Please rewrite the rows below, changing "evaluation set" to "test set" and keeping everything else the same.

-- START OF Dataset excerpts --

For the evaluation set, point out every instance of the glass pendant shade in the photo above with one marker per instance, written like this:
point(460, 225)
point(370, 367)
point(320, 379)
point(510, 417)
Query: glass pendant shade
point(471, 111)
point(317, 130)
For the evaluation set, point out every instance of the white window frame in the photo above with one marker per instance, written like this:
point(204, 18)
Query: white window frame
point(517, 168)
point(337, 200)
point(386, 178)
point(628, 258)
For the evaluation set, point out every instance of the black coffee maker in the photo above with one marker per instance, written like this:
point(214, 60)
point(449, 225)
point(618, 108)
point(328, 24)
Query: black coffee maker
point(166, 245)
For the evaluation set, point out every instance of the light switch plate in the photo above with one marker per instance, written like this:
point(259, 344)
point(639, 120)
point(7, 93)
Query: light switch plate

-- END OF Dataset excerpts --

▶ [Response]:
For the test set, point out every instance of the glass pendant shade in the photo above with one marker per instance, written like this:
point(460, 225)
point(370, 367)
point(320, 379)
point(510, 417)
Query: glass pendant shade
point(471, 111)
point(317, 130)
For the test set, point out every instance of the white window frame in the photo above with one marker per instance, written like this:
point(204, 18)
Query: white window frame
point(517, 168)
point(337, 200)
point(386, 178)
point(628, 258)
For the test set, point out every instance of the black coffee maker in the photo above with one marker per instance, written like this:
point(214, 60)
point(449, 225)
point(618, 108)
point(328, 24)
Query: black coffee maker
point(166, 245)
For the test set, point out every instance of the light switch plate in the photo above with one marker per instance, written like this:
point(259, 344)
point(639, 120)
point(7, 93)
Query: light switch plate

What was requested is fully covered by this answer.